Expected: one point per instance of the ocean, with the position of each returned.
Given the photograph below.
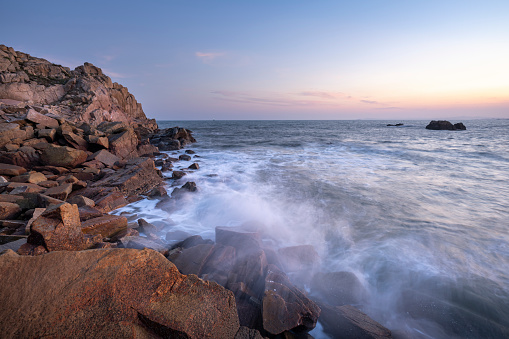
(421, 217)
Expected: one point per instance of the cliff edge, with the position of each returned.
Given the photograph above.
(84, 94)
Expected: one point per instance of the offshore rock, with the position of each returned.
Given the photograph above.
(445, 125)
(84, 94)
(110, 293)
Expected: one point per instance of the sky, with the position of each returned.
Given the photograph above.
(186, 60)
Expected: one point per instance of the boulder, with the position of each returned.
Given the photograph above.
(284, 306)
(110, 293)
(13, 170)
(105, 157)
(9, 210)
(445, 125)
(138, 177)
(32, 177)
(107, 226)
(124, 144)
(59, 192)
(41, 119)
(63, 156)
(58, 229)
(348, 322)
(338, 288)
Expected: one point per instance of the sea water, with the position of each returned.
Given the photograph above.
(420, 216)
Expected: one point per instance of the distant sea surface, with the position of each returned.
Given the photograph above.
(420, 216)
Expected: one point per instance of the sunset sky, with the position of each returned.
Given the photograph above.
(282, 59)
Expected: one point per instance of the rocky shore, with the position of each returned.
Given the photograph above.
(75, 147)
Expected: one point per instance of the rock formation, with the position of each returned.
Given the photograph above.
(445, 125)
(84, 94)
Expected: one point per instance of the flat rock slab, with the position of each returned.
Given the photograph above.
(110, 293)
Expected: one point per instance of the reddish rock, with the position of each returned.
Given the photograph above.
(285, 307)
(348, 322)
(19, 187)
(106, 226)
(88, 212)
(338, 288)
(60, 192)
(111, 202)
(58, 229)
(110, 293)
(41, 119)
(48, 134)
(12, 170)
(62, 156)
(32, 177)
(81, 201)
(124, 144)
(105, 157)
(9, 210)
(138, 177)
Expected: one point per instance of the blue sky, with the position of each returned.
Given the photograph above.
(282, 59)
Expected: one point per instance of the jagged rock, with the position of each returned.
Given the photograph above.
(124, 144)
(58, 228)
(338, 288)
(41, 119)
(62, 156)
(12, 170)
(117, 292)
(445, 125)
(59, 192)
(105, 157)
(9, 210)
(138, 177)
(106, 226)
(111, 202)
(347, 322)
(48, 134)
(285, 307)
(32, 177)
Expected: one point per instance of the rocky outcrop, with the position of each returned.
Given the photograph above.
(84, 94)
(118, 293)
(445, 125)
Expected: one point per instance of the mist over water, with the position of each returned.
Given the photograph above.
(419, 216)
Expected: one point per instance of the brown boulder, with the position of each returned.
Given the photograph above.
(59, 192)
(284, 306)
(9, 210)
(106, 226)
(41, 119)
(105, 157)
(110, 293)
(58, 229)
(62, 156)
(124, 144)
(138, 177)
(6, 169)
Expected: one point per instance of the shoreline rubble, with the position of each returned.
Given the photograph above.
(74, 147)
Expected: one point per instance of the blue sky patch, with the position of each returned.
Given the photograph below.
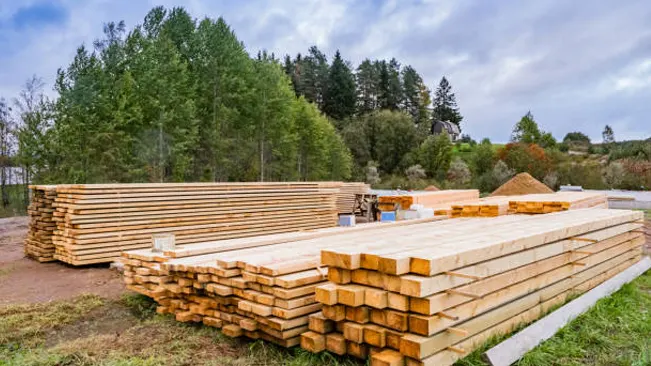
(38, 15)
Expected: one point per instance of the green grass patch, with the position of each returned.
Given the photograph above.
(616, 331)
(91, 331)
(25, 325)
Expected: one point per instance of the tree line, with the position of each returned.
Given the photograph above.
(180, 99)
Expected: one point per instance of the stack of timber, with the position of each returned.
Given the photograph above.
(559, 201)
(445, 289)
(94, 223)
(38, 244)
(428, 199)
(261, 287)
(347, 194)
(485, 207)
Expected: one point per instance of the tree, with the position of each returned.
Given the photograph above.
(176, 99)
(483, 157)
(34, 111)
(458, 173)
(526, 130)
(385, 137)
(367, 80)
(608, 135)
(445, 104)
(416, 96)
(339, 98)
(435, 155)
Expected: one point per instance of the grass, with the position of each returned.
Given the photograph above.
(16, 206)
(616, 331)
(89, 330)
(92, 331)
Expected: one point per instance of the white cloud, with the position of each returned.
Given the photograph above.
(576, 65)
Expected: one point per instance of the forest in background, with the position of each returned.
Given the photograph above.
(180, 99)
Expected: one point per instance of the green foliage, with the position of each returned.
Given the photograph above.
(483, 158)
(339, 99)
(608, 135)
(526, 157)
(445, 104)
(576, 137)
(435, 155)
(386, 137)
(176, 99)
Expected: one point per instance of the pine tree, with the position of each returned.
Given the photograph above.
(608, 135)
(367, 80)
(526, 130)
(445, 104)
(339, 99)
(395, 90)
(416, 96)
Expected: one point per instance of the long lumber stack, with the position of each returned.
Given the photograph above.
(260, 287)
(430, 294)
(348, 191)
(38, 244)
(96, 222)
(559, 201)
(427, 199)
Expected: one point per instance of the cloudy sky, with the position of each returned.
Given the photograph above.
(577, 65)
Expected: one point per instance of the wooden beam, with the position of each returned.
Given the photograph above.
(514, 348)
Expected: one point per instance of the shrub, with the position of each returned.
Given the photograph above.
(459, 174)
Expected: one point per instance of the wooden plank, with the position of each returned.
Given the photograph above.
(512, 349)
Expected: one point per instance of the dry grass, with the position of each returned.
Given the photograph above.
(92, 331)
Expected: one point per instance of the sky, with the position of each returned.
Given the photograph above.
(576, 65)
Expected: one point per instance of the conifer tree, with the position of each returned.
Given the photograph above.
(339, 99)
(445, 104)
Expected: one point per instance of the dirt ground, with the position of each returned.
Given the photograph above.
(23, 280)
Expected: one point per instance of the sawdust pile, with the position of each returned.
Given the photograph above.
(522, 183)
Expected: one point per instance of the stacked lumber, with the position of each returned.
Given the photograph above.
(484, 207)
(348, 191)
(94, 223)
(38, 244)
(261, 287)
(559, 201)
(445, 289)
(428, 199)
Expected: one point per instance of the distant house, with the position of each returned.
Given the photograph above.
(447, 126)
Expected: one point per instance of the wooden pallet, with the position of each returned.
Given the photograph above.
(432, 300)
(38, 244)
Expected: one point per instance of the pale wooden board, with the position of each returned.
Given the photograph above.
(514, 348)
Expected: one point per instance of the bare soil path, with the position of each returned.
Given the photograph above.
(23, 280)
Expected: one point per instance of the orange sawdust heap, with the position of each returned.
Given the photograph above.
(522, 183)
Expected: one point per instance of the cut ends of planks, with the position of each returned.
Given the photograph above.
(512, 349)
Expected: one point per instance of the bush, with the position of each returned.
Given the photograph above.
(459, 174)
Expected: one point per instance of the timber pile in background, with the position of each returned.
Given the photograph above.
(261, 287)
(38, 244)
(431, 294)
(95, 222)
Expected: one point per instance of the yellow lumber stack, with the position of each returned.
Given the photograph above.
(94, 223)
(559, 201)
(347, 193)
(431, 293)
(38, 244)
(260, 287)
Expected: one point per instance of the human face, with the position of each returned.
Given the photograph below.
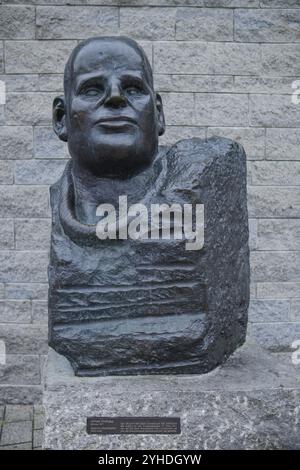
(112, 114)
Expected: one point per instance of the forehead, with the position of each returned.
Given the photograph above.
(102, 56)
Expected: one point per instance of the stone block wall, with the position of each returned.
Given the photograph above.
(223, 67)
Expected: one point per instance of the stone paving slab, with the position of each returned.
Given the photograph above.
(21, 427)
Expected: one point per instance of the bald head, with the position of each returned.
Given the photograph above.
(110, 115)
(98, 45)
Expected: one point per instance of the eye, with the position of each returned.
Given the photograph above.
(133, 90)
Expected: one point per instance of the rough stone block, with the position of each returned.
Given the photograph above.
(234, 399)
(16, 394)
(16, 433)
(15, 311)
(276, 337)
(26, 291)
(23, 266)
(193, 83)
(37, 56)
(20, 369)
(273, 201)
(6, 172)
(274, 111)
(207, 58)
(76, 22)
(47, 145)
(16, 413)
(211, 109)
(295, 310)
(40, 311)
(178, 108)
(16, 142)
(275, 266)
(38, 171)
(148, 23)
(275, 173)
(278, 290)
(24, 201)
(6, 234)
(258, 25)
(175, 133)
(20, 82)
(252, 139)
(32, 234)
(204, 24)
(269, 311)
(17, 22)
(280, 59)
(24, 339)
(283, 144)
(276, 234)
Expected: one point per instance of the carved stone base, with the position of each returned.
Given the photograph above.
(251, 402)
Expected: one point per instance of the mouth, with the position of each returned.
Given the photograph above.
(116, 122)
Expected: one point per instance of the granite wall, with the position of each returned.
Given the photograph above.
(223, 67)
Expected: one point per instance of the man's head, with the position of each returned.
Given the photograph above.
(109, 115)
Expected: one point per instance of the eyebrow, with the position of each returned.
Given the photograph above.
(85, 78)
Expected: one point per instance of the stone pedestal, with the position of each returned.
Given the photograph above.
(250, 402)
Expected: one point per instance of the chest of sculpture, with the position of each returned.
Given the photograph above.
(141, 306)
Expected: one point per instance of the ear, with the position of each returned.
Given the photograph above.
(59, 118)
(160, 115)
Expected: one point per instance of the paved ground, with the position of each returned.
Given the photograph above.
(21, 427)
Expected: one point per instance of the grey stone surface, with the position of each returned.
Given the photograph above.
(280, 59)
(75, 22)
(212, 109)
(273, 201)
(148, 23)
(17, 22)
(262, 310)
(277, 234)
(207, 58)
(253, 139)
(32, 234)
(278, 290)
(175, 320)
(28, 108)
(15, 413)
(20, 369)
(259, 25)
(47, 145)
(275, 173)
(275, 265)
(183, 67)
(6, 172)
(24, 201)
(28, 339)
(25, 290)
(16, 432)
(37, 56)
(40, 311)
(205, 24)
(273, 111)
(38, 171)
(15, 311)
(282, 144)
(16, 142)
(23, 266)
(6, 234)
(251, 402)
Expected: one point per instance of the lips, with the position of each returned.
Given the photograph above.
(116, 121)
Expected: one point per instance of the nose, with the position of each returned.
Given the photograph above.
(115, 98)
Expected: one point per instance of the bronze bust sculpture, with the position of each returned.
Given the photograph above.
(141, 306)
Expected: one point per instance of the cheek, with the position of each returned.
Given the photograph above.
(80, 113)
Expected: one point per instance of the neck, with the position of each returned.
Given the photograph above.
(91, 190)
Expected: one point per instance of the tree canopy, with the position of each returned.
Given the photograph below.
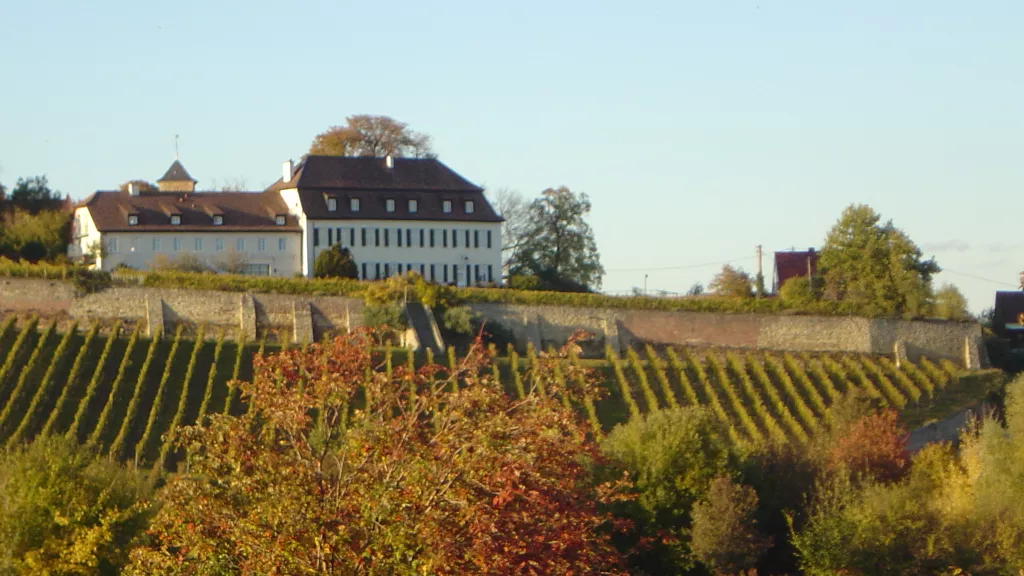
(875, 265)
(366, 134)
(341, 466)
(558, 246)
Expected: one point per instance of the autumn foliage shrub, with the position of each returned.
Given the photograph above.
(338, 467)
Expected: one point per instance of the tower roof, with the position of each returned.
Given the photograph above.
(176, 173)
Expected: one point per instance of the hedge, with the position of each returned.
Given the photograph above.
(358, 289)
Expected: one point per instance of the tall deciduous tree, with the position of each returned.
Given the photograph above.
(558, 247)
(342, 467)
(372, 135)
(33, 195)
(513, 207)
(732, 283)
(875, 265)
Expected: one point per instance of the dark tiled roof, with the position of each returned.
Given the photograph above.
(365, 172)
(176, 172)
(794, 264)
(1009, 306)
(427, 180)
(243, 211)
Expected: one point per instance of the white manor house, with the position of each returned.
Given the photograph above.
(394, 214)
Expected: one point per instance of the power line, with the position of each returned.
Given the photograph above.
(981, 278)
(682, 265)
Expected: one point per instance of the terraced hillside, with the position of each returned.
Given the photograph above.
(120, 393)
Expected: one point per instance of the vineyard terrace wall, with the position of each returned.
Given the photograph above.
(545, 326)
(301, 318)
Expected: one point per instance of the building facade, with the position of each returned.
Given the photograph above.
(394, 215)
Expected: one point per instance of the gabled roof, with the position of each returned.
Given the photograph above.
(426, 180)
(243, 211)
(367, 172)
(794, 264)
(178, 173)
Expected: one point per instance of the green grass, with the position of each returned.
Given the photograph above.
(760, 396)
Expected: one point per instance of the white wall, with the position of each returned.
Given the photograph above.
(84, 234)
(136, 249)
(455, 257)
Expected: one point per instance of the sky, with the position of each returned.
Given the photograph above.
(699, 130)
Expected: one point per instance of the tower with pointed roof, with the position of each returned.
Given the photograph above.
(176, 179)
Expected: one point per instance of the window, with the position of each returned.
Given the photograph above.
(257, 270)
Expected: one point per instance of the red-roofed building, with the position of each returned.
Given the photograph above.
(795, 263)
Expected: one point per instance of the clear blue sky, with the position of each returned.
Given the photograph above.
(699, 129)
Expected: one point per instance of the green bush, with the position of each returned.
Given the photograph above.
(67, 510)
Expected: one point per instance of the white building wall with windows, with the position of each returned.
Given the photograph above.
(265, 253)
(445, 252)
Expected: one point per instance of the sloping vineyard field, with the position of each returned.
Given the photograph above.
(120, 393)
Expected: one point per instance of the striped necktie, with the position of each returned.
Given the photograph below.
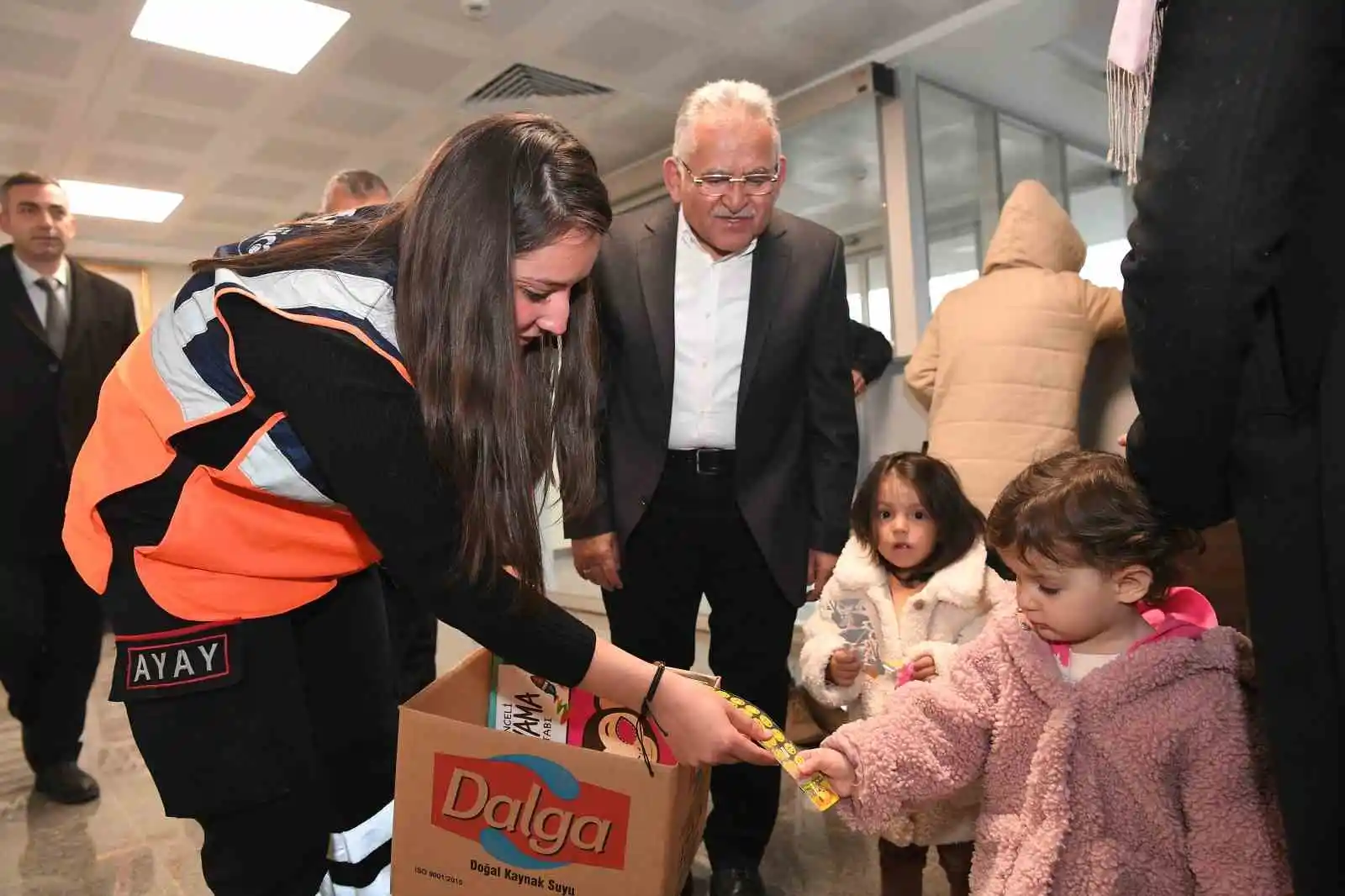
(57, 319)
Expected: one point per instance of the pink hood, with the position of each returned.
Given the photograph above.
(1184, 614)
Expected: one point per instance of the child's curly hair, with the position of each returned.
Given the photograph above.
(1084, 508)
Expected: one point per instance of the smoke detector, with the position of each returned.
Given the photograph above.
(477, 8)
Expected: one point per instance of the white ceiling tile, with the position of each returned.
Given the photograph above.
(18, 155)
(226, 213)
(37, 54)
(277, 190)
(251, 148)
(347, 116)
(401, 64)
(67, 6)
(623, 45)
(161, 131)
(504, 19)
(302, 155)
(111, 167)
(195, 85)
(202, 240)
(27, 111)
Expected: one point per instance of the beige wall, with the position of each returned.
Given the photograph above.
(165, 282)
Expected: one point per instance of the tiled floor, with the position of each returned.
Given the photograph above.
(124, 846)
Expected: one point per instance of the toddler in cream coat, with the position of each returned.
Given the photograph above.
(910, 589)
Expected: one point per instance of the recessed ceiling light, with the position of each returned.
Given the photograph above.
(273, 34)
(125, 203)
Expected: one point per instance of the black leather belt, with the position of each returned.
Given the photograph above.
(703, 461)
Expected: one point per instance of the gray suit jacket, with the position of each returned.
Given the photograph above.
(797, 432)
(47, 403)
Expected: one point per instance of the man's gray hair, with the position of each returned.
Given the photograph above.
(719, 98)
(358, 183)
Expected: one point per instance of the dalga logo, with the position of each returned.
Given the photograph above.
(530, 813)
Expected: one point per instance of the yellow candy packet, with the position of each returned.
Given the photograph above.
(815, 788)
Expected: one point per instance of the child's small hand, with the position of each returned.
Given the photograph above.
(844, 667)
(831, 763)
(923, 667)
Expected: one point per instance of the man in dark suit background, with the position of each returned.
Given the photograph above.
(62, 329)
(730, 443)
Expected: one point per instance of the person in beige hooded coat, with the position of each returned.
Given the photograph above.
(1002, 362)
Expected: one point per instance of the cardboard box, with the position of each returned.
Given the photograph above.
(483, 811)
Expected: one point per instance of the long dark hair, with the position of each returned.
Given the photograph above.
(499, 187)
(957, 521)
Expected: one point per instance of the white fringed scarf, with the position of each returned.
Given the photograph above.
(1131, 58)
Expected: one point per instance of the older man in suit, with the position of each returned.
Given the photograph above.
(730, 441)
(62, 327)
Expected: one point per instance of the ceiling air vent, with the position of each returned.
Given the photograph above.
(524, 82)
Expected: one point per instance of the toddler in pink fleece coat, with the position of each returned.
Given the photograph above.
(1105, 717)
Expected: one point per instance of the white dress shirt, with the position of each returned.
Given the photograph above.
(60, 280)
(710, 323)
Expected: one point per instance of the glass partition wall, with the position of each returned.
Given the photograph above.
(836, 179)
(972, 156)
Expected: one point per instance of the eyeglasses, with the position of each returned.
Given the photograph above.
(717, 186)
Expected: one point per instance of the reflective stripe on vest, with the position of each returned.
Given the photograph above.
(261, 535)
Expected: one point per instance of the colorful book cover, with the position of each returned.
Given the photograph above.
(533, 707)
(528, 705)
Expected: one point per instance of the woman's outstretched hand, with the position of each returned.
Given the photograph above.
(704, 728)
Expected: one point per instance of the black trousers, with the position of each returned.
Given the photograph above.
(414, 636)
(50, 642)
(693, 541)
(303, 747)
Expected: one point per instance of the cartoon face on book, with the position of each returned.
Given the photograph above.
(535, 707)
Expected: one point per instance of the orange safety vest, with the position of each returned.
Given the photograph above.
(256, 539)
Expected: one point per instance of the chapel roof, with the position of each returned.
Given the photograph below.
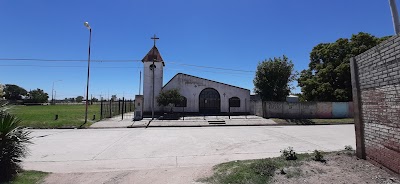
(203, 79)
(153, 54)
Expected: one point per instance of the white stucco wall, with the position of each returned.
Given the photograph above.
(148, 84)
(190, 87)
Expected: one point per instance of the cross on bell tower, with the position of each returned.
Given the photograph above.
(155, 39)
(153, 78)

※ ※ ※

[TASK DETAILS] Find every line in the records that has the word "orange". Copy those lines.

[SOLUTION TO THE EXERCISE]
Expected: one point per instance of the orange sawdust heap, with the position of each returned.
Expected: one point per instance of the orange safety vest, with the position of each returned.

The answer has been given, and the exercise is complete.